- Given instruction: Replace "thickest part" with "widest part" in the listing from the line with "of the brown" to the line with "Target: brown rock", and reproduce only those lines, leaving everything else unchanged.

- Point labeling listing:
begin

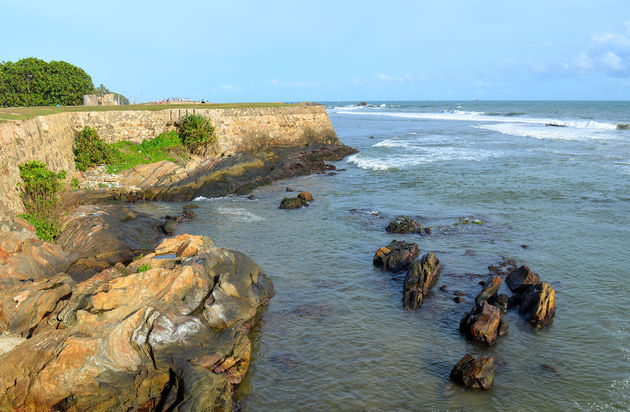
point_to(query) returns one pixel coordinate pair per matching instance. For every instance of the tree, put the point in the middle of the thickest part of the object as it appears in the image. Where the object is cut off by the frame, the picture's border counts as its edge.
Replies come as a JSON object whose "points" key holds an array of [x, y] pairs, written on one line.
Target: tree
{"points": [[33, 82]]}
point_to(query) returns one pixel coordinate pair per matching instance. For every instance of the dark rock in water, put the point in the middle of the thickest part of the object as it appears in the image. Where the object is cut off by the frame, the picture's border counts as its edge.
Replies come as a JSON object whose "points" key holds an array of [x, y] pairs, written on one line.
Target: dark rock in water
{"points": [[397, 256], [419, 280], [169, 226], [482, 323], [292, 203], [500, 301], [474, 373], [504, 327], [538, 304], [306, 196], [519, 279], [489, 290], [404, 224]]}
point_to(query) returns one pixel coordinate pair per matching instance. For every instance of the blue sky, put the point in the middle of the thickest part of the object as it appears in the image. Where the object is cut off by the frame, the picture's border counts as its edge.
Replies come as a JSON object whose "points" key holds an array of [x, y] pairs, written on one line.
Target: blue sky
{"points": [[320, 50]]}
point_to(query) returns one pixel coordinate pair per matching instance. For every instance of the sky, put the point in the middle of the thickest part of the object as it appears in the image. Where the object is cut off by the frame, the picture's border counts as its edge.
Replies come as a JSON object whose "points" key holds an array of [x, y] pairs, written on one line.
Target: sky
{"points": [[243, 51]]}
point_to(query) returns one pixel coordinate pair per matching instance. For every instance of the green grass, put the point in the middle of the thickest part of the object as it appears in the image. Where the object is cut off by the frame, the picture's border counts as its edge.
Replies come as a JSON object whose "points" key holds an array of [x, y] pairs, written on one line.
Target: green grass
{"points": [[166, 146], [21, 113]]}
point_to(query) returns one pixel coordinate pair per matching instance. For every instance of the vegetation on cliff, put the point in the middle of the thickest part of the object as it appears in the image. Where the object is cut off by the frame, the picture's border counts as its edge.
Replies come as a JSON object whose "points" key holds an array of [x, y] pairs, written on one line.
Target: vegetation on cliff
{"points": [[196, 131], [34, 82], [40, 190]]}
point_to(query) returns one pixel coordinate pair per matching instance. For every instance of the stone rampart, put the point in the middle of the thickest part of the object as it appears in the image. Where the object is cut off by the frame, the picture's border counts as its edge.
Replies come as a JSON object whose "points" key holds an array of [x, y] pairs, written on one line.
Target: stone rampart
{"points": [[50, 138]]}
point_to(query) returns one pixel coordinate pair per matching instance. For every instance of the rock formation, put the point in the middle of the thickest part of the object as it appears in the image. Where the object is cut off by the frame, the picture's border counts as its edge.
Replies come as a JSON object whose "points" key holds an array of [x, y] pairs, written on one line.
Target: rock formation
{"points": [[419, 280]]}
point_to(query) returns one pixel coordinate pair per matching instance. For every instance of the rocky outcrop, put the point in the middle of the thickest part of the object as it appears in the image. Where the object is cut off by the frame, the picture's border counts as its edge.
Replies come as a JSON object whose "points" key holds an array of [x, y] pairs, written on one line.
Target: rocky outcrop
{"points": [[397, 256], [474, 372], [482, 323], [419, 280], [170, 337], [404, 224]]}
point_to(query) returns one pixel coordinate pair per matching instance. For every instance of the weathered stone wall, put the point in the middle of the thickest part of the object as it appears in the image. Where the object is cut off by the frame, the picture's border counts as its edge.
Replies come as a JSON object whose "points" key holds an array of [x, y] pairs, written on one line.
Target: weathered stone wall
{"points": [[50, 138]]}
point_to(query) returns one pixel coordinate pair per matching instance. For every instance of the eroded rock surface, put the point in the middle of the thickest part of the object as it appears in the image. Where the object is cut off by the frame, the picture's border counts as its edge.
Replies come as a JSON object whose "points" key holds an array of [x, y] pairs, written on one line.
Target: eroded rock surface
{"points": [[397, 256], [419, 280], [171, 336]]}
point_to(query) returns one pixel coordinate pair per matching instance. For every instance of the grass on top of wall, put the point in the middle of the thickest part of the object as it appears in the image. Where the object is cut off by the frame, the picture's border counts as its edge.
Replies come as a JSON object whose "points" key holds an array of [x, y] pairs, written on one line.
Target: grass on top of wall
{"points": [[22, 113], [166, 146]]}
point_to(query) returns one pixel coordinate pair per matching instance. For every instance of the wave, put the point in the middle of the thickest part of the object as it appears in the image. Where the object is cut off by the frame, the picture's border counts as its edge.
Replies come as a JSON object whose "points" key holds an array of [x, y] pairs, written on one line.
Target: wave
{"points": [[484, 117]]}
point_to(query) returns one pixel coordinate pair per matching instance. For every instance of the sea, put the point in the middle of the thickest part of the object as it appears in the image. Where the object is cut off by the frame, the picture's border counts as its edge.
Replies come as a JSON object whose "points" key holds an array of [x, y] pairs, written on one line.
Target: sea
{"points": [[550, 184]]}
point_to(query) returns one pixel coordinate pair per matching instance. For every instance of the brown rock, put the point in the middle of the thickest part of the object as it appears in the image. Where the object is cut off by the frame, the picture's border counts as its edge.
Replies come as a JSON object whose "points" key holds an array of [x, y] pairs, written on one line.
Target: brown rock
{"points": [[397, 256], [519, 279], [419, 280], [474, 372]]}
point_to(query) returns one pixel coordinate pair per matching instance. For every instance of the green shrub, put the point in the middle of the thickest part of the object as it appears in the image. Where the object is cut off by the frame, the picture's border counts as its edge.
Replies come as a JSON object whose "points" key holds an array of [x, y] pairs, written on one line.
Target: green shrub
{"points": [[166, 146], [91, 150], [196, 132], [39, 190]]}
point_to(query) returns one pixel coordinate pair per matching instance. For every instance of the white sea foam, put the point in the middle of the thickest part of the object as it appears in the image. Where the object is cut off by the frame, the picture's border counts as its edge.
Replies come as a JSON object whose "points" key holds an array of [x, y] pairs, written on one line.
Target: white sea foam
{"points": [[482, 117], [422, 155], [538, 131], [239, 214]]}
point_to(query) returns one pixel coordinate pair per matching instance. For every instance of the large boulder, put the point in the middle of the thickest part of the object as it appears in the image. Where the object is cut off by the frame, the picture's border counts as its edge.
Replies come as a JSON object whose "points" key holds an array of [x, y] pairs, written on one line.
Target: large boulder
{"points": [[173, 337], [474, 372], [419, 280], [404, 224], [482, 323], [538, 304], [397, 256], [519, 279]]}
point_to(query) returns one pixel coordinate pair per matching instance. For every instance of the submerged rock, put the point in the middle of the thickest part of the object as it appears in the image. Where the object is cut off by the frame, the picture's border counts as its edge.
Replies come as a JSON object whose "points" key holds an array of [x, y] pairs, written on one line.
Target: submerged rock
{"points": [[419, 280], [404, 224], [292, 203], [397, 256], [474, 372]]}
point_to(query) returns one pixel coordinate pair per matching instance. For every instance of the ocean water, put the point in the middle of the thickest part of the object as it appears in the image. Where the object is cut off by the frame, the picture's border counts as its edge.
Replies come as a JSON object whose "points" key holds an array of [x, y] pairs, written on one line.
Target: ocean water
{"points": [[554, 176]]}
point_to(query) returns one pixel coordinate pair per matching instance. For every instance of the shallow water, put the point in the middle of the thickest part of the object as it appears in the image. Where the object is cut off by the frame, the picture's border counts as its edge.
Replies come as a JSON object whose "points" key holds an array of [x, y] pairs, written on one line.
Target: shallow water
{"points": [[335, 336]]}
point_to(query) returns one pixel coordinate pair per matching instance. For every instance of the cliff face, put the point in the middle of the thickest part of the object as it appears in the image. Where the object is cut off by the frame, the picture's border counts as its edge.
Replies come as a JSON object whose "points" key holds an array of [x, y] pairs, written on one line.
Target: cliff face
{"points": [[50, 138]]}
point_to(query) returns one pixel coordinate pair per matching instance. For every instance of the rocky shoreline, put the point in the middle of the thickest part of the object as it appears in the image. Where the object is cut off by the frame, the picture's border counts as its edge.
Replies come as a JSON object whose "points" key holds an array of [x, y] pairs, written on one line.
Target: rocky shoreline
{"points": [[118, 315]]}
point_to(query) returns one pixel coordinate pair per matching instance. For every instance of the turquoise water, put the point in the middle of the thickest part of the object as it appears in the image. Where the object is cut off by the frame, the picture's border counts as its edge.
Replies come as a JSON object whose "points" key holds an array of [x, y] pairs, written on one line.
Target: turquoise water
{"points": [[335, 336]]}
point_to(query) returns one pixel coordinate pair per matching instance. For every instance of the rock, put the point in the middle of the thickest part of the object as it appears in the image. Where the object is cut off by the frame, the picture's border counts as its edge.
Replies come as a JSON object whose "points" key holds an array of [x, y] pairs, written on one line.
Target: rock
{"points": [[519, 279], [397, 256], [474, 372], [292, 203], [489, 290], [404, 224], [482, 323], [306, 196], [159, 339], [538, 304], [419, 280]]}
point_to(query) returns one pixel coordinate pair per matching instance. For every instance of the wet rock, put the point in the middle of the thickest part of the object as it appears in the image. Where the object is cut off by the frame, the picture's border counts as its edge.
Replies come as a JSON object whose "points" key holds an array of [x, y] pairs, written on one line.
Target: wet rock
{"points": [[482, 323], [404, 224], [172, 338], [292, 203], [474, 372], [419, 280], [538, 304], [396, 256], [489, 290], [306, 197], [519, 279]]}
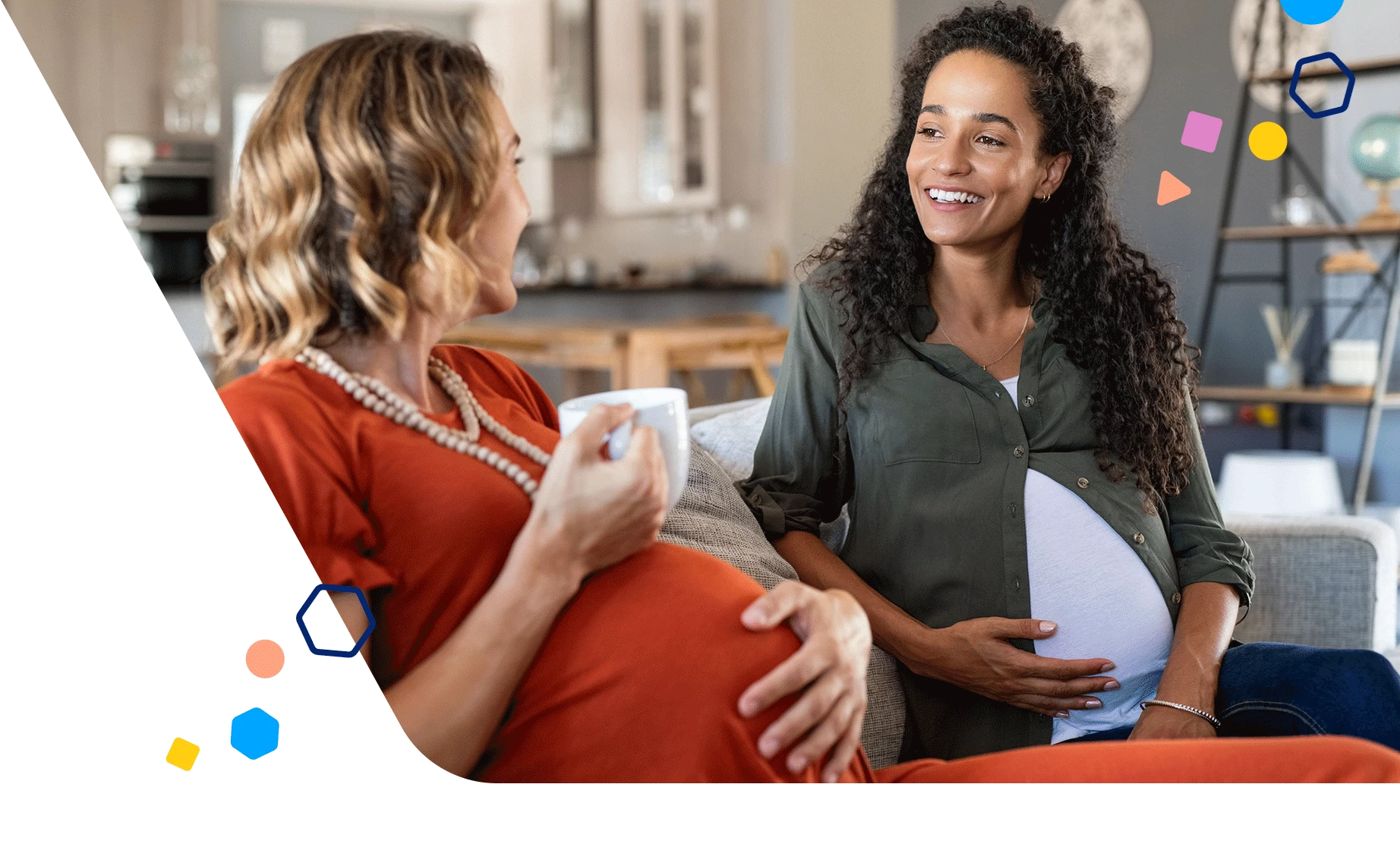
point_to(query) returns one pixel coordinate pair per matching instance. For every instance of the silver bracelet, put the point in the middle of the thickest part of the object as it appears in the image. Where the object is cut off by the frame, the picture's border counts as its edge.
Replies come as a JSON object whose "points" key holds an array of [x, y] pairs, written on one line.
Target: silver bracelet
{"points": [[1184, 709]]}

end

- Answer for this exercise:
point_to(query) returns one pixel coordinate pair per matching instance. For every instance of the brown rock, put the point in the middle of the widest part of the object as it appears in the image. Where the object is cut off by the frame, the picture's border counts as its edge.
Replies come as a JSON object whose "points" key holds an array of [x, y] pairs, written on one line.
Target: brown rock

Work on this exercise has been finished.